2º domingo de Adviento, 6 de diciembre 2015

La preparación para la encarnación empieza con una “voz que clama en el desierto”.

En el evangelio de hoy es San Juan Bautista el primero en reconocer aquello que todos han estado esperando con ansias. Él es la voz. Jesús es la palabra. La voz que la voz comunica a través del aire puro del desierto silencioso.

La palabra desierto en griego se dice eremos, un lugar deshabitado. Esto nos da la palabra eremita, uno que vive en soledad. En la meditación, todos somos solitarios. Sigue leyendo.


La meditación nos lleva al desierto, hacia un lugar deshabitado de pensamientos, opiniones, conflictos de deseos e imágenes.

Es un lugar que anhelamos por la paz y pureza que ofrece. Aquí encontramos la verdad. Pero también nos aterroriza, por aquello que tememos perder y aquello que vamos a encontrar.

Mientras más penetramos en el desierto, la soledad del corazón, más desaceleramos. Conforme la actividad mental disminuye, el tiempo se hace más lento hasta que quedamos en la quietud, una quietud viva y amorosa. Aquí, por primera vez, podemos escuchar el silencio sin temor. La palabra emerge del silencio.

Nos toca y se encarna en nosotros. Se encarna en nosotros haciendo que estemos plenamente personificados y reales en el presente.

Solo aquí, donde cortamos toda comunicación con las multitudes ruidosas, burlonas y caprichosas que habitan en nuestras mentes, podemos ver lo que significa “huir del mundo”. Lo cual no significa escapismo ni evitar responsabilidades. Significa entrar en la soledad, en donde nos damos cuenta cuán plena e inescapablemente estamos personificados e incrustados en la red de las relaciones universales.

En el monasticismo del desierto del siglo IV los monjes se metieron de lleno en el desierto conforme se hicieron mayores. Entonces el mundo los siguió, atraído por la incomparable y tangible belleza de lo que les esperaba.

Descripción de la tarea
Cite textualmente el pasaje del fragmento proporcionado que comienza con "La meditación nos" y continúa hasta "en el presente.".

Registros de datos

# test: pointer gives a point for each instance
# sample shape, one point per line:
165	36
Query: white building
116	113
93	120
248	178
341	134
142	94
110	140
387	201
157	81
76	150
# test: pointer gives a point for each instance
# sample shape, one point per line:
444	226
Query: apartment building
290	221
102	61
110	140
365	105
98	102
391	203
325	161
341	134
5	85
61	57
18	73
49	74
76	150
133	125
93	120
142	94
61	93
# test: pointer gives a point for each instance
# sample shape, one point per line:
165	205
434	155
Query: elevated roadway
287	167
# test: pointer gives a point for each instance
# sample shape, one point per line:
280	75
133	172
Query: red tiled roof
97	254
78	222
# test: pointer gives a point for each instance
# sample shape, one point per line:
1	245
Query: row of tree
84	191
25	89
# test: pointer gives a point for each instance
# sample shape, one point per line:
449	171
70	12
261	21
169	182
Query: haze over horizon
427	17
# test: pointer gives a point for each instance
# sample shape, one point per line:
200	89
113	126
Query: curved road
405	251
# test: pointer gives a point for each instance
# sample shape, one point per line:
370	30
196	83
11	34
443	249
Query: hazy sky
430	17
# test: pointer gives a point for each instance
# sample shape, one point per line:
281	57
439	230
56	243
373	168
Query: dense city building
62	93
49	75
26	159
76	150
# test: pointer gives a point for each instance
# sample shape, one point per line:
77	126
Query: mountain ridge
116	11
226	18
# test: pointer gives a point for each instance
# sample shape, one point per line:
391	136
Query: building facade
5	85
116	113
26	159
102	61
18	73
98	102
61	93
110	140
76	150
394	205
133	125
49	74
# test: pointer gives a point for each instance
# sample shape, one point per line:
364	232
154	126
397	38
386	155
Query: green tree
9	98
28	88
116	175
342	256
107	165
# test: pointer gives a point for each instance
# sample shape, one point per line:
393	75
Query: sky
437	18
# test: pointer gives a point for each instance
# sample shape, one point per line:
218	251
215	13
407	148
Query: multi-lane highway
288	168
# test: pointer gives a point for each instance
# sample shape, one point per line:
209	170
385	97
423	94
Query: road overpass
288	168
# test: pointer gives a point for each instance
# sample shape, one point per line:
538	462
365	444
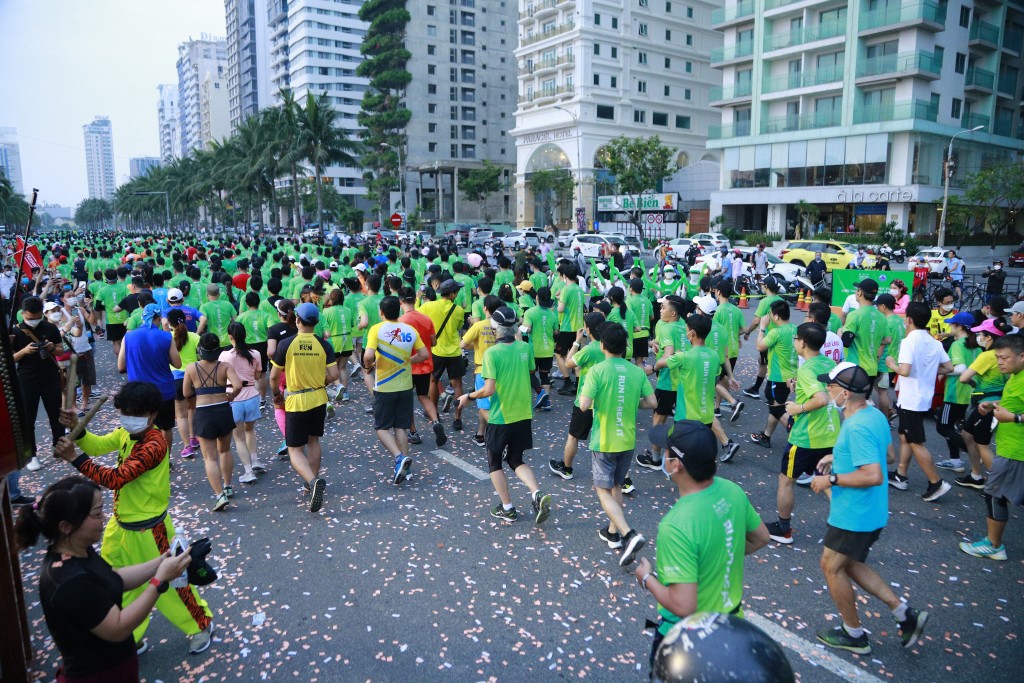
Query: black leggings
35	389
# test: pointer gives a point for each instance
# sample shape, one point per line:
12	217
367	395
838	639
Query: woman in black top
80	593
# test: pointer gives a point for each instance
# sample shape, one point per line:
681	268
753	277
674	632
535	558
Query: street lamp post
401	191
576	122
167	204
941	242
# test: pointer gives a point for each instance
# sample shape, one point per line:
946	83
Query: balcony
726	131
906	65
730	52
719	94
726	15
787	124
806	79
1007	86
928	14
557	31
537	9
979	80
975	120
808	35
984	34
918	109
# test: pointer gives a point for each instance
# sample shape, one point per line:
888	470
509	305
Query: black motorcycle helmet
719	648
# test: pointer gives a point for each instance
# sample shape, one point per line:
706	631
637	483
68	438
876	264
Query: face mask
133	425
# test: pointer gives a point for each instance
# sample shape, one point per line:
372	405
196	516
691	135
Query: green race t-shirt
218	315
542	323
616	387
694	373
571	299
700	541
816	429
731	318
669	334
510	366
869	327
1010	435
955	391
781	355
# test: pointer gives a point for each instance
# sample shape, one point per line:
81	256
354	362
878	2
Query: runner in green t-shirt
612	391
507	369
701	541
762	312
216	315
776	344
815	425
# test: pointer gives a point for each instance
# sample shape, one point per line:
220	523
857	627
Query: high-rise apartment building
139	166
99	158
10	158
247	57
168	121
850	107
593	70
213	111
197	60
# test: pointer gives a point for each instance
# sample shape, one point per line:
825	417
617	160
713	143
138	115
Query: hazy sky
66	61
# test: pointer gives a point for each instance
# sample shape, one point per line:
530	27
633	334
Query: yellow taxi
835	254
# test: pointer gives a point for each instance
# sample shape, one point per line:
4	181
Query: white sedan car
934	257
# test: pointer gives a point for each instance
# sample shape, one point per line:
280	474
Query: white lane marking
814	653
462	465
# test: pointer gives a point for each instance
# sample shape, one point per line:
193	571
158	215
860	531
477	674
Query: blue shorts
246	411
481	403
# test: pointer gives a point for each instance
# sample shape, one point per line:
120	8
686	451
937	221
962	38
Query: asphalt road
419	583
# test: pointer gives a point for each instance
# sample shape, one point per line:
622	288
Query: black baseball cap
689	440
850	376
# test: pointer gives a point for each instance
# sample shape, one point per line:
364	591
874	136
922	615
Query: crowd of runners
214	335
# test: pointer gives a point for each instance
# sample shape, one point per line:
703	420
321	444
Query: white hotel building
593	70
850	105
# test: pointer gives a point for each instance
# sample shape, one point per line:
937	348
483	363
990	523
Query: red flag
33	259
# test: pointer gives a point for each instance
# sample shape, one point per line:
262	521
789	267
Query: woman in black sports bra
207	379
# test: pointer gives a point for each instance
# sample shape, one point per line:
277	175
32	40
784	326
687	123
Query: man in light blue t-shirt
855	473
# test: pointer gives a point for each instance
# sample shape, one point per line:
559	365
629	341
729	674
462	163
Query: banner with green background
845	282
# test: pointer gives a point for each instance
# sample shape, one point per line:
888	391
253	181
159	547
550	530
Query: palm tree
323	142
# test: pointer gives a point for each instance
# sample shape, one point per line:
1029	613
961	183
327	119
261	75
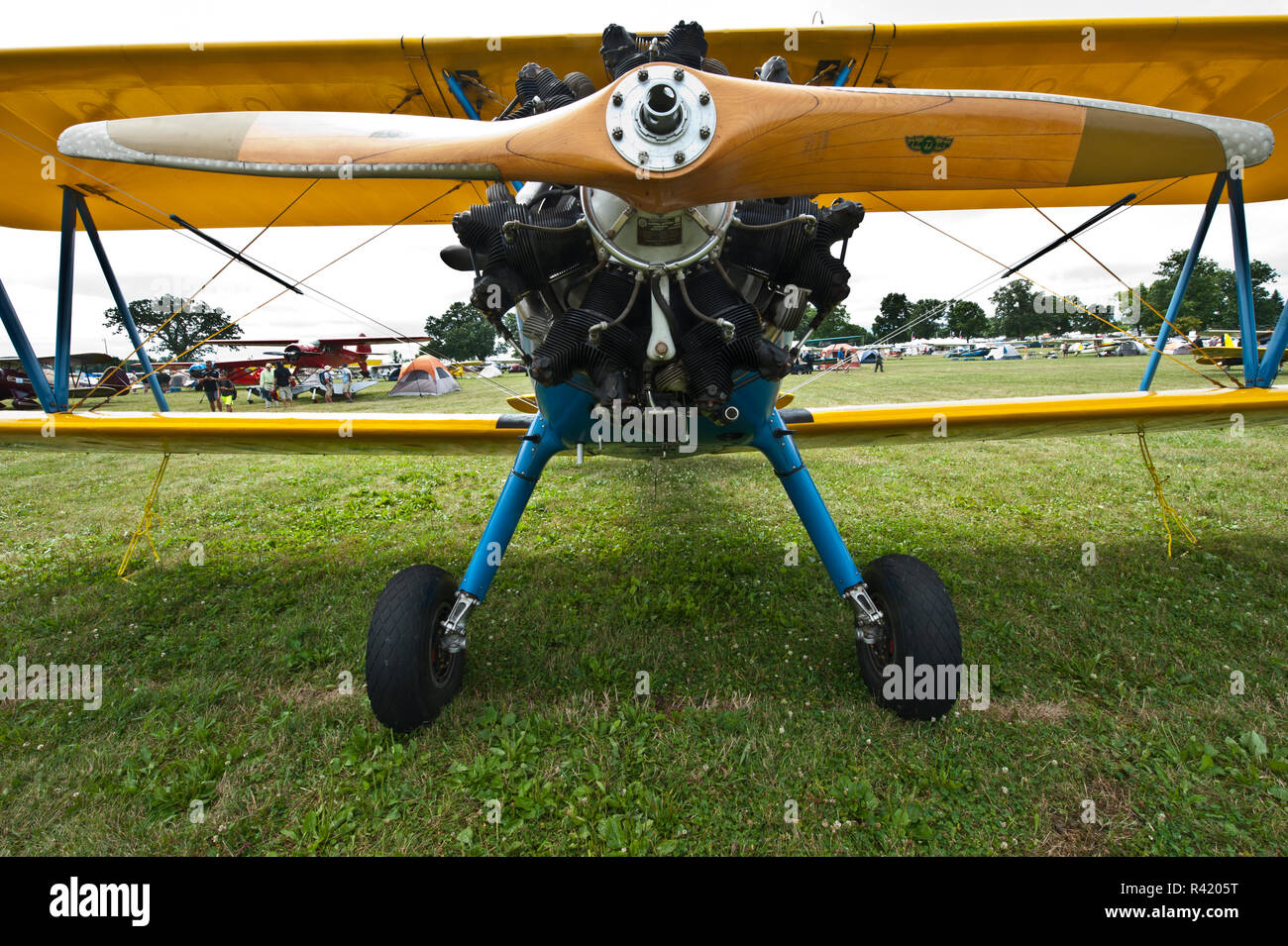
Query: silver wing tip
94	141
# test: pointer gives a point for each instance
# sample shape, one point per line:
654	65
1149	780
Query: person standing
209	385
282	382
266	385
227	391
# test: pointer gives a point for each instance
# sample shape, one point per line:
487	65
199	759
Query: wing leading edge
501	434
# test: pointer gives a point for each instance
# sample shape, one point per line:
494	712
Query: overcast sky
398	278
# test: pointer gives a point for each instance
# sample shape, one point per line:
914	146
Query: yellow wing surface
1234	67
492	434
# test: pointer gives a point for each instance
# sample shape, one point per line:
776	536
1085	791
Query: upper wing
1234	67
355	340
833	426
254	343
1052	416
376	340
765	138
268	433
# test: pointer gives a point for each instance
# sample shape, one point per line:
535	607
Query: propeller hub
661	119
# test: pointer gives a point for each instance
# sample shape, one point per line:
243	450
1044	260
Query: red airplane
317	353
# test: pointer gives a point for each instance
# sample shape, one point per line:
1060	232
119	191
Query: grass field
223	681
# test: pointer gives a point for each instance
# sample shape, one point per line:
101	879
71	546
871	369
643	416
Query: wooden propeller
768	139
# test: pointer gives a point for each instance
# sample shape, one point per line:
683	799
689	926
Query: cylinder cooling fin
651	309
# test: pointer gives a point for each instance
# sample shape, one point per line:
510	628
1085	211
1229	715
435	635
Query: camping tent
425	374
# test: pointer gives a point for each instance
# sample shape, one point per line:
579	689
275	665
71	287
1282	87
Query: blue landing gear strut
902	613
905	626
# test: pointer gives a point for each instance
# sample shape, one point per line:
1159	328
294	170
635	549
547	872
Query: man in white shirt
266	385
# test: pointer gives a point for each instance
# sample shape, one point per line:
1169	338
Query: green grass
1109	683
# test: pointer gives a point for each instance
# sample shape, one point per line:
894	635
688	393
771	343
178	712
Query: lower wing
501	434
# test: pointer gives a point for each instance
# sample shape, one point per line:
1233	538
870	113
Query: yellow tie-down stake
145	528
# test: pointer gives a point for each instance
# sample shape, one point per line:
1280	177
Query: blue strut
539	446
1183	282
776	442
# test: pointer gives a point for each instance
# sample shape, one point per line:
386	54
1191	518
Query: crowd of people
275	385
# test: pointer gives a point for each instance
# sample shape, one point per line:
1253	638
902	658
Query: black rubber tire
408	679
921	623
580	84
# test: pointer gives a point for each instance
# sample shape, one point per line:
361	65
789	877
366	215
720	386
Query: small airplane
1231	351
316	353
91	374
670	226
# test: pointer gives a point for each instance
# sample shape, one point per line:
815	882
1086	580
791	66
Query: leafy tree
966	319
836	326
896	313
460	334
1211	297
192	322
1014	312
930	319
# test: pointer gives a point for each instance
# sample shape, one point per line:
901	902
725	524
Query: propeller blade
735	139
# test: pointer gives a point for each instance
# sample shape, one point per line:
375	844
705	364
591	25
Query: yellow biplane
658	220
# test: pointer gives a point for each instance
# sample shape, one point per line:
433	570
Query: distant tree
837	326
967	319
1211	299
179	325
460	334
896	312
1014	312
928	317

Solución escrita
La meditación nos lleva al desierto, hacia un lugar deshabitado de pensamientos, opiniones, conflictos de deseos e imágenes.

Es un lugar que anhelamos por la paz y pureza que ofrece. Aquí encontramos la verdad. Pero también nos aterroriza, por aquello que tememos perder y aquello que vamos a encontrar.

Mientras más penetramos en el desierto, la soledad del corazón, más desaceleramos. Conforme la actividad mental disminuye, el tiempo se hace más lento hasta que quedamos en la quietud, una quietud viva y amorosa. Aquí, por primera vez, podemos escuchar el silencio sin temor. La palabra emerge del silencio.

Nos toca y se encarna en nosotros. Se encarna en nosotros haciendo que estemos plenamente personificados y reales en el presente.